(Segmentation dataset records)

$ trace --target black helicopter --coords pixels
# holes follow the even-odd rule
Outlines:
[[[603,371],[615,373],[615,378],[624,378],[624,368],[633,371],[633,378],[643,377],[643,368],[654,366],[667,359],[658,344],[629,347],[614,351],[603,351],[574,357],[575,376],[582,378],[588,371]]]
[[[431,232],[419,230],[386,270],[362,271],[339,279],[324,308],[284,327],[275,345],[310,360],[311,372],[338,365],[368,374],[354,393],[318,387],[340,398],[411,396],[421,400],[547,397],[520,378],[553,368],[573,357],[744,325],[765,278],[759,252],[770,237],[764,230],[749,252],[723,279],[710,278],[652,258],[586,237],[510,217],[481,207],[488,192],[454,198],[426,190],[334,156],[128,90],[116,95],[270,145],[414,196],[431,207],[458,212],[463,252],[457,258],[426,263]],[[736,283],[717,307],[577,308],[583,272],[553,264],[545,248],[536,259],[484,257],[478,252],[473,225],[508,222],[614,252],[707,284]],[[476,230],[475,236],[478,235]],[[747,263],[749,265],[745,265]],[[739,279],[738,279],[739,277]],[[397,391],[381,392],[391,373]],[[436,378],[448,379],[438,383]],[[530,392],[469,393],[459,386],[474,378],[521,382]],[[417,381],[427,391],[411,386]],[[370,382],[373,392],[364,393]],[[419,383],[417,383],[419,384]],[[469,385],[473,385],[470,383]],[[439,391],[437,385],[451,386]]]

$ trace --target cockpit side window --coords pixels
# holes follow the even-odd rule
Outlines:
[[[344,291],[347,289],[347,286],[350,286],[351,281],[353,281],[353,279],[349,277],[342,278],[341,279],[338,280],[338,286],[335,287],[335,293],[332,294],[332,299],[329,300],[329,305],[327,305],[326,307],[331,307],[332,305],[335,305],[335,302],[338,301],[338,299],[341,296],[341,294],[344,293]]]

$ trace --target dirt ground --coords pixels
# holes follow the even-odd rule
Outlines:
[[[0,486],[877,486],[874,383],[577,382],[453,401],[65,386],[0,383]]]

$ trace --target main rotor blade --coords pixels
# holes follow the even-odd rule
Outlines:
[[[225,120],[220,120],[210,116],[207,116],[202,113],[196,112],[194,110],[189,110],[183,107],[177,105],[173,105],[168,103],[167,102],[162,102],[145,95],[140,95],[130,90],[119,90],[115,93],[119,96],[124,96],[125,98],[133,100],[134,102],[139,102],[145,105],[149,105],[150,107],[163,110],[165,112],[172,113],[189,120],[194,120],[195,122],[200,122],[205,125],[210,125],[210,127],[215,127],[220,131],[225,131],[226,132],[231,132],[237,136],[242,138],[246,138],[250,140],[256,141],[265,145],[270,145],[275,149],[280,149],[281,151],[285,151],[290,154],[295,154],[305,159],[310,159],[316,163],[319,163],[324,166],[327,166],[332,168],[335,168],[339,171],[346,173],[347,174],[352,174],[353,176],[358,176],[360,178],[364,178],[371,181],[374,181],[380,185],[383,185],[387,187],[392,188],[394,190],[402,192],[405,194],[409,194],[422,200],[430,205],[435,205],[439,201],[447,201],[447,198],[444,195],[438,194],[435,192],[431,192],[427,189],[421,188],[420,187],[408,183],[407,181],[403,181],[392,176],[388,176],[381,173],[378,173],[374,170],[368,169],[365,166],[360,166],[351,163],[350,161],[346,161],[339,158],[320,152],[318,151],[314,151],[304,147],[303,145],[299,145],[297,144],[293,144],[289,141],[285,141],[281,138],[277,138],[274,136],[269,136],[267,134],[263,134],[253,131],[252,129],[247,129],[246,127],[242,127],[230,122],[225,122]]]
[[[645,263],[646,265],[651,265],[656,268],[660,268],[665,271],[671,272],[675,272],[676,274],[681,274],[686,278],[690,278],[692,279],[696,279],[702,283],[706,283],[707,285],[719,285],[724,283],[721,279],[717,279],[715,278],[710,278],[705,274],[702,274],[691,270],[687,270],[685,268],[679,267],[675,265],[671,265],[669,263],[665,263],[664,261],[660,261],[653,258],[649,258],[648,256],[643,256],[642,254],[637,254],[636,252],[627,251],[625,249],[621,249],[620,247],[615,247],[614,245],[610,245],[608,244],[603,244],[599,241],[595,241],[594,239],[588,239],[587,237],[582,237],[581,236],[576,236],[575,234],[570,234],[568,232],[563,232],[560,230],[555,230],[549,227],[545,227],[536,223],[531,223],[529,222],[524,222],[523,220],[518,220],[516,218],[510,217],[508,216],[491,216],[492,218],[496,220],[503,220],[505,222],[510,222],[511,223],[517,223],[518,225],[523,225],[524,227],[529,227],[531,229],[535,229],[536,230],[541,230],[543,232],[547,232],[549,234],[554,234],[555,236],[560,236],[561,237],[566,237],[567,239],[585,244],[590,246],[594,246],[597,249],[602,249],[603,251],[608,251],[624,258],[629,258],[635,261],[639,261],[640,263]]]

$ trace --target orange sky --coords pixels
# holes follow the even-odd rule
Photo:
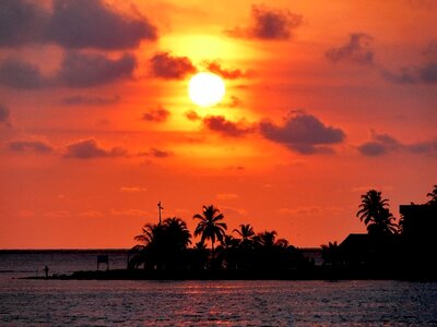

- Request
Reproduce the whole listing above line for line, omitting the picture.

- Correct response
$ trace --target black helicopter --coords pixels
# holes follow the even-odd rule
Outlines:
[[[603,371],[615,373],[615,378],[624,378],[624,368],[633,371],[633,378],[643,377],[643,368],[654,366],[667,359],[658,344],[629,347],[614,351],[603,351],[574,357],[575,376],[582,378],[588,371]]]
[[[431,232],[419,230],[386,270],[362,271],[339,279],[324,308],[284,327],[275,345],[310,360],[311,372],[338,365],[368,374],[354,393],[318,387],[340,398],[411,396],[421,400],[547,397],[520,378],[553,368],[573,357],[744,325],[765,278],[759,252],[770,237],[764,230],[749,252],[723,279],[710,278],[652,258],[586,237],[510,217],[481,207],[488,192],[454,198],[426,190],[334,156],[128,90],[116,95],[270,145],[414,196],[431,207],[458,212],[463,252],[457,258],[426,263]],[[736,283],[717,307],[577,308],[583,272],[553,264],[545,248],[536,259],[484,257],[478,252],[473,225],[508,222],[614,252],[707,284]],[[476,230],[475,236],[478,235]],[[747,263],[749,265],[745,265]],[[739,279],[738,279],[739,277]],[[397,391],[381,392],[391,373]],[[436,378],[448,379],[438,383]],[[530,392],[469,393],[459,386],[474,378],[521,382]],[[417,381],[427,391],[411,386]],[[370,382],[373,392],[364,393]],[[419,383],[417,383],[419,384]],[[469,385],[473,385],[470,383]],[[439,391],[437,385],[451,386]]]

$ trace --target cockpit side window --coords pixels
# holes follow the even-odd rule
Outlines:
[[[344,291],[347,289],[347,286],[350,286],[351,281],[353,281],[353,279],[349,277],[342,278],[341,279],[338,280],[338,286],[335,287],[335,293],[332,294],[332,299],[329,300],[329,305],[327,305],[326,307],[331,307],[332,305],[335,305],[335,302],[338,301],[338,299],[341,296],[341,294],[344,293]]]

$ trace --target dirt ground --coords pixels
# holes follow the even-odd rule
Outlines:
[[[0,486],[877,486],[874,383],[577,382],[453,401],[65,386],[0,383]]]

$ trace --target main rotor blade --coords pixels
# holes follow the even-odd rule
Outlines:
[[[225,120],[220,120],[210,116],[207,116],[202,113],[196,112],[194,110],[189,110],[183,107],[177,105],[173,105],[168,103],[167,102],[162,102],[145,95],[140,95],[130,90],[119,90],[115,93],[119,96],[124,96],[125,98],[133,100],[134,102],[139,102],[145,105],[149,105],[150,107],[163,110],[165,112],[172,113],[189,120],[194,120],[195,122],[200,122],[205,125],[210,125],[210,127],[215,127],[220,131],[225,131],[226,132],[231,132],[237,136],[242,138],[246,138],[250,140],[256,141],[265,145],[270,145],[275,149],[280,149],[281,151],[285,151],[290,154],[295,154],[305,159],[310,159],[316,163],[319,163],[324,166],[327,166],[332,168],[335,168],[339,171],[346,173],[347,174],[352,174],[353,176],[358,176],[360,178],[364,178],[371,181],[374,181],[380,185],[383,185],[387,187],[392,188],[394,190],[402,192],[405,194],[409,194],[422,200],[430,205],[435,205],[439,201],[447,201],[447,198],[444,195],[438,194],[435,192],[431,192],[427,189],[421,188],[420,187],[408,183],[407,181],[403,181],[392,176],[388,176],[381,173],[378,173],[374,170],[368,169],[365,166],[360,166],[351,163],[350,161],[346,161],[339,158],[320,152],[318,151],[314,151],[304,147],[303,145],[299,145],[297,144],[293,144],[289,141],[285,141],[281,138],[277,138],[274,136],[269,136],[267,134],[263,134],[253,131],[252,129],[247,129],[246,127],[242,127],[230,122],[225,122]]]
[[[645,263],[646,265],[651,265],[656,268],[660,268],[665,271],[671,272],[675,272],[676,274],[681,274],[686,278],[690,278],[692,279],[696,279],[702,283],[706,283],[707,285],[719,285],[724,283],[721,279],[717,279],[715,278],[710,278],[705,274],[702,274],[691,270],[687,270],[685,268],[679,267],[675,265],[671,265],[669,263],[665,263],[664,261],[660,261],[653,258],[649,258],[648,256],[643,256],[642,254],[637,254],[636,252],[627,251],[625,249],[621,249],[620,247],[615,247],[614,245],[610,245],[608,244],[603,244],[599,241],[595,241],[594,239],[588,239],[587,237],[582,237],[581,236],[576,236],[575,234],[570,234],[568,232],[563,232],[560,230],[555,230],[549,227],[545,227],[536,223],[531,223],[529,222],[524,222],[523,220],[518,220],[516,218],[510,217],[508,216],[491,216],[492,218],[496,220],[503,220],[505,222],[510,222],[511,223],[517,223],[518,225],[523,225],[524,227],[529,227],[531,229],[535,229],[536,230],[541,230],[543,232],[547,232],[549,234],[554,234],[555,236],[560,236],[561,237],[566,237],[567,239],[585,244],[590,246],[594,246],[597,249],[602,249],[603,251],[608,251],[624,258],[629,258],[635,261],[639,261],[640,263]]]

$ trace --target orange sky --coords pixels
# holes follow the even-odd rule
Photo:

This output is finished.